> Instructions for the task:
Give every line of the records below as a Markdown table with the columns n and Line, where n holds the row number. Skip blank lines, and leave the pictures out of the table.

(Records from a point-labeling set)
▬▬▬▬▬▬▬▬▬▬
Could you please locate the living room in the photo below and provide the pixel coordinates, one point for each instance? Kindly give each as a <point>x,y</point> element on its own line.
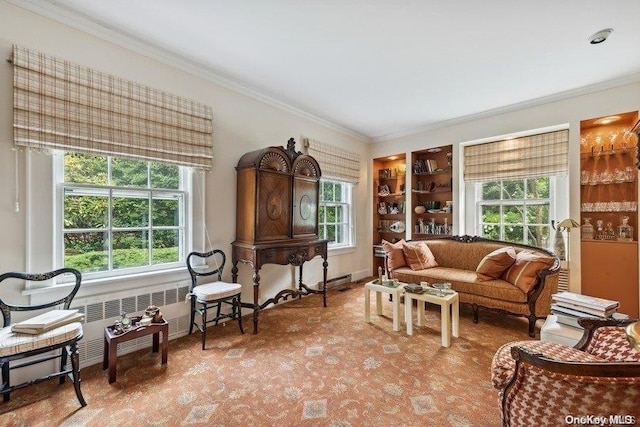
<point>244,123</point>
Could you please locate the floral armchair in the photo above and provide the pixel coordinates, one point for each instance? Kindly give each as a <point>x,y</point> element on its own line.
<point>548,384</point>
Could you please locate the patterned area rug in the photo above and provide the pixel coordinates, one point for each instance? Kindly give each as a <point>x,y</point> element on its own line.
<point>308,366</point>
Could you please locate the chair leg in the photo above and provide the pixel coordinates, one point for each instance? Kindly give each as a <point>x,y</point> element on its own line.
<point>237,311</point>
<point>193,313</point>
<point>75,371</point>
<point>5,379</point>
<point>63,365</point>
<point>203,317</point>
<point>218,312</point>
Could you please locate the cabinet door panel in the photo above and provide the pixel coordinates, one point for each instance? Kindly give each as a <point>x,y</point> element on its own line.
<point>305,208</point>
<point>274,207</point>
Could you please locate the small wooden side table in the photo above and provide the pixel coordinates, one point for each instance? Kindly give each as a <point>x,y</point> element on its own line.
<point>111,341</point>
<point>449,313</point>
<point>379,289</point>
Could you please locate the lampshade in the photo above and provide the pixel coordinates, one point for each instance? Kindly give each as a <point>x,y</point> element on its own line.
<point>633,335</point>
<point>568,223</point>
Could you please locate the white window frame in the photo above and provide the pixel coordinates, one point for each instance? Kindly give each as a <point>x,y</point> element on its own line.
<point>186,190</point>
<point>558,206</point>
<point>347,203</point>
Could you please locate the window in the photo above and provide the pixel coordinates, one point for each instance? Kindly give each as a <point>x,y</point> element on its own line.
<point>517,210</point>
<point>335,214</point>
<point>119,215</point>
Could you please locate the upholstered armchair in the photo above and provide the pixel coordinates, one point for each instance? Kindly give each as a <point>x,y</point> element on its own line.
<point>548,384</point>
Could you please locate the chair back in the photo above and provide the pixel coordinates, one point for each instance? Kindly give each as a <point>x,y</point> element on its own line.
<point>201,264</point>
<point>7,308</point>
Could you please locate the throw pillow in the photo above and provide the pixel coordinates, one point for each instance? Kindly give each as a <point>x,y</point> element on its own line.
<point>523,272</point>
<point>418,256</point>
<point>395,256</point>
<point>494,264</point>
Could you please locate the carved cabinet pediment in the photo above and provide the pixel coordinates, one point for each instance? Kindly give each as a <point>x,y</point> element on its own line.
<point>277,195</point>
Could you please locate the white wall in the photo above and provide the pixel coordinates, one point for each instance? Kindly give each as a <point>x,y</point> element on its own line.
<point>241,124</point>
<point>568,111</point>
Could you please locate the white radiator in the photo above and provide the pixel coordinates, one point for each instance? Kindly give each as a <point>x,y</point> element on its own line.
<point>337,282</point>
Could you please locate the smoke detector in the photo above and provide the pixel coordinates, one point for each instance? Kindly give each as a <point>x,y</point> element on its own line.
<point>600,36</point>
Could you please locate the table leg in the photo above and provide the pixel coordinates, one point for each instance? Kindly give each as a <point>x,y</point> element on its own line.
<point>420,307</point>
<point>165,343</point>
<point>367,304</point>
<point>325,264</point>
<point>445,324</point>
<point>105,354</point>
<point>455,308</point>
<point>156,342</point>
<point>396,313</point>
<point>408,315</point>
<point>256,300</point>
<point>113,355</point>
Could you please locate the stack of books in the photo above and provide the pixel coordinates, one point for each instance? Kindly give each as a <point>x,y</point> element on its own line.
<point>568,307</point>
<point>47,321</point>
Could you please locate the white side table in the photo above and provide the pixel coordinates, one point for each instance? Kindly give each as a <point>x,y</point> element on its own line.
<point>379,290</point>
<point>449,313</point>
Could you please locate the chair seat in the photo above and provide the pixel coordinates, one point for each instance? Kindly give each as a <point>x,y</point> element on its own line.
<point>216,290</point>
<point>12,343</point>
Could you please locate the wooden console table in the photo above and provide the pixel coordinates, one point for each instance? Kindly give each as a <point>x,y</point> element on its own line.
<point>283,253</point>
<point>111,341</point>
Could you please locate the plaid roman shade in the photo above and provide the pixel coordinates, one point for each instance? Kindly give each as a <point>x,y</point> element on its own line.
<point>60,105</point>
<point>335,163</point>
<point>532,156</point>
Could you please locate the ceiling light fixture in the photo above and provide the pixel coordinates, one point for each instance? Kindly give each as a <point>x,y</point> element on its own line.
<point>606,120</point>
<point>600,36</point>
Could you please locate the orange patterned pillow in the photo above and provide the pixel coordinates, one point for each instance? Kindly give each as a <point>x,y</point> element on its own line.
<point>494,264</point>
<point>523,272</point>
<point>418,256</point>
<point>395,256</point>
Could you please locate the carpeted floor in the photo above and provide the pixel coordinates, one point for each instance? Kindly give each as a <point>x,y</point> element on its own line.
<point>308,366</point>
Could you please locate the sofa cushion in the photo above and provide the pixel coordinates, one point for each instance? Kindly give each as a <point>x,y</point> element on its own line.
<point>465,282</point>
<point>495,263</point>
<point>418,256</point>
<point>524,271</point>
<point>395,255</point>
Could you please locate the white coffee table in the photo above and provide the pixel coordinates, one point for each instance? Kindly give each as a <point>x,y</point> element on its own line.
<point>379,290</point>
<point>449,313</point>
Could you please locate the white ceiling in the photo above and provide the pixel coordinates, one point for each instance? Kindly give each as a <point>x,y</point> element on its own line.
<point>379,68</point>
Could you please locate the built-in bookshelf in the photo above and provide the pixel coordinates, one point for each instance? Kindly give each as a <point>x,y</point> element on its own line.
<point>431,192</point>
<point>389,210</point>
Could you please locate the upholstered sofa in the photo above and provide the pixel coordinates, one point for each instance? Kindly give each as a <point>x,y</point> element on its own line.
<point>512,278</point>
<point>548,384</point>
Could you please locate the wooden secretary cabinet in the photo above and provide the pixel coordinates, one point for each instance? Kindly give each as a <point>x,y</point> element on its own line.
<point>277,217</point>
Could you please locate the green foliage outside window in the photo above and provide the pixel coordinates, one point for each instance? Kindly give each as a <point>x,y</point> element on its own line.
▬▬▬▬▬▬▬▬▬▬
> Completed task:
| n | Line |
|---|---|
| 1 | Could you please locate the living room in the photo below and provide the pixel coordinates, one point for each instance? Kindly give each as a <point>x,y</point> element on its own line. |
| 2 | <point>244,123</point> |
| 3 | Could you please locate the floral armchair in the photo above and provide the pixel coordinates, one point for each instance? Kindly give each as a <point>x,y</point> element on its own line. |
| 4 | <point>548,384</point> |
| 5 | Could you please locate the patterned area rug in the photo above and provide the pixel coordinates, one point for each instance? Kindly give each as a <point>x,y</point> element on its own line. |
| 6 | <point>308,366</point> |
| 7 | Could you please locate the chair leg in the photo above and provide the pixel coordinates, one point for each instance? Kindly give each as a <point>x,y</point> element on its own line. |
| 8 | <point>237,311</point> |
| 9 | <point>193,313</point> |
| 10 | <point>75,371</point> |
| 11 | <point>5,379</point> |
| 12 | <point>63,365</point> |
| 13 | <point>203,317</point> |
| 14 | <point>218,312</point> |
| 15 | Could you please locate the cabinet door panel in the photo above and provide the pixel coordinates, one point for each instance? Kindly give each as a <point>x,y</point> element on its own line. |
| 16 | <point>305,208</point> |
| 17 | <point>274,207</point> |
| 18 | Could you please locate the small wooden side table in the photo above and provide the pixel coordinates, one point for each instance? Kindly give each as a <point>x,y</point> element on its own line. |
| 19 | <point>111,341</point> |
| 20 | <point>449,313</point> |
| 21 | <point>379,289</point> |
| 22 | Could you please locate the lampshade in the photo above and provide the pixel coordinates, one point for each instance? Kindly give each as a <point>x,y</point> element on its own line. |
| 23 | <point>633,335</point> |
| 24 | <point>568,223</point> |
| 25 | Could you please locate the white window frame in the photo above and provide the pixel coordinates, one point for each instance? Kindly give each as a <point>x,y</point> element on its own line. |
| 26 | <point>186,190</point> |
| 27 | <point>558,206</point> |
| 28 | <point>347,203</point> |
| 29 | Could you please locate the window in the photo above and provide the pixel coordinates, one point for each instance? Kindly give each as a <point>x,y</point> element on its own line. |
| 30 | <point>517,210</point> |
| 31 | <point>335,214</point> |
| 32 | <point>119,215</point> |
| 33 | Could you please locate the upholstered armchair in the photo above and provide the pixel coordinates, one point for each instance? Kindly give each as a <point>x,y</point> element on its own line. |
| 34 | <point>548,384</point> |
| 35 | Could you please locate the chair back in the photo above and provide the pixel coordinates, one point for each instance? Kindly give each as a <point>x,y</point> element on its own line. |
| 36 | <point>201,264</point> |
| 37 | <point>7,308</point> |
| 38 | Could you please locate the throw pillow in the photo above and provide the pixel coordinates, one point for each instance? Kindly give each as a <point>x,y</point> element on its own line. |
| 39 | <point>523,272</point> |
| 40 | <point>418,256</point> |
| 41 | <point>395,256</point> |
| 42 | <point>494,264</point> |
| 43 | Could you please locate the carved cabinet pediment in the photo above and provide the pixel coordinates, one point for each instance? Kindly give each as a <point>x,y</point> element on its own line. |
| 44 | <point>277,195</point> |
| 45 | Could you please locate the white wall in the photo above and provide the pixel coordinates, one point for each instance? Kindly give each as a <point>x,y</point> element on its own line. |
| 46 | <point>241,124</point> |
| 47 | <point>568,111</point> |
| 48 | Could you please locate the white radiator in the photo above and provide the pixel coordinates, one point for each instance? Kindly give each as a <point>x,y</point> element on its own line. |
| 49 | <point>337,282</point> |
| 50 | Could you please locate the smoke detector in the photo above and provide the pixel coordinates, one point for each instance? Kindly give each as a <point>x,y</point> element on its own line. |
| 51 | <point>600,36</point> |
| 52 | Could you please locate the table leg in the photo above and provide the pixel coordinates, one point for each instance? Kindly give each as a <point>x,y</point> element on its own line. |
| 53 | <point>420,307</point> |
| 54 | <point>165,343</point> |
| 55 | <point>367,304</point> |
| 56 | <point>325,264</point> |
| 57 | <point>445,324</point> |
| 58 | <point>105,354</point> |
| 59 | <point>455,308</point> |
| 60 | <point>156,342</point> |
| 61 | <point>396,313</point> |
| 62 | <point>408,315</point> |
| 63 | <point>256,300</point> |
| 64 | <point>113,355</point> |
| 65 | Could you please locate the stack of books in the photo above and provide the pixel coordinates, one point for each instance? Kindly give each as a <point>x,y</point> element on its own line. |
| 66 | <point>568,307</point> |
| 67 | <point>47,321</point> |
| 68 | Could you please locate the white side table in the photo above and provide the pixel coordinates, one point for each instance? Kindly give each as a <point>x,y</point> element on its own line. |
| 69 | <point>379,290</point> |
| 70 | <point>449,313</point> |
| 71 | Could you please locate the chair seat in the photo above and provide the pixel coordinates, one point for each instance? Kindly give each as a <point>x,y</point> element on its own line. |
| 72 | <point>216,290</point> |
| 73 | <point>12,343</point> |
| 74 | Could you please locate the wooden console table in the photo above and provide the pixel coordinates, one point for each instance? Kindly give each as a <point>x,y</point> element on its own line. |
| 75 | <point>283,253</point> |
| 76 | <point>111,341</point> |
| 77 | Could you please locate the plaid roman shade in the photo above and provide the pixel coordinates, one point for each instance? Kindly give each as a <point>x,y</point> element on its own line. |
| 78 | <point>60,105</point> |
| 79 | <point>335,163</point> |
| 80 | <point>532,156</point> |
| 81 | Could you please locate the ceiling light fixture in the photo above and provide the pixel coordinates, one point for each instance? Kindly give each as a <point>x,y</point> element on its own line. |
| 82 | <point>606,120</point> |
| 83 | <point>600,36</point> |
| 84 | Could you please locate the orange patterned pillow in the photo above and provide the pixel coordinates, one point for each instance? Kindly give each as a <point>x,y</point> element on its own line. |
| 85 | <point>494,264</point> |
| 86 | <point>523,272</point> |
| 87 | <point>418,256</point> |
| 88 | <point>395,256</point> |
| 89 | Could you please locate the carpeted floor in the photo above and provide the pixel coordinates, one point for each instance? Kindly give each as a <point>x,y</point> element on its own line. |
| 90 | <point>308,366</point> |
| 91 | Could you please locate the sofa cushion in the photo above and provide the pixel coordinates, one point for each instance? Kindly give each as a <point>x,y</point> element on its own line. |
| 92 | <point>465,282</point> |
| 93 | <point>495,263</point> |
| 94 | <point>418,256</point> |
| 95 | <point>524,271</point> |
| 96 | <point>395,255</point> |
| 97 | Could you please locate the white coffee table in the photo above and provide the pixel coordinates, one point for each instance? Kindly give each as a <point>x,y</point> element on its own line. |
| 98 | <point>379,290</point> |
| 99 | <point>449,313</point> |
| 100 | Could you please locate the white ceiling in the photo above and provide the pixel coordinates, one point for each instance? Kindly give each as a <point>x,y</point> element on its own line. |
| 101 | <point>379,68</point> |
| 102 | Could you please locate the built-in bookshelf in the photo above and provide the pixel coordinates, one point for each instance? Kindly give each as a <point>x,y</point> element on its own line. |
| 103 | <point>431,192</point> |
| 104 | <point>389,210</point> |
| 105 | Could you please locate the upholstered sofa in the photo above and provide the pixel coordinates, one point for each instance? Kindly give each as a <point>x,y</point> element on its own line. |
| 106 | <point>512,278</point> |
| 107 | <point>548,384</point> |
| 108 | Could you please locate the wooden secretary cabinet in the photo above and provide the pixel coordinates, one point for each instance? Kindly give each as a <point>x,y</point> element on its own line. |
| 109 | <point>277,217</point> |
| 110 | Could you please locate the green foliage outside window in the photo above and provide the pixel coordinates, one point for each instance? Kindly give each as a <point>x,y</point> element on its own line. |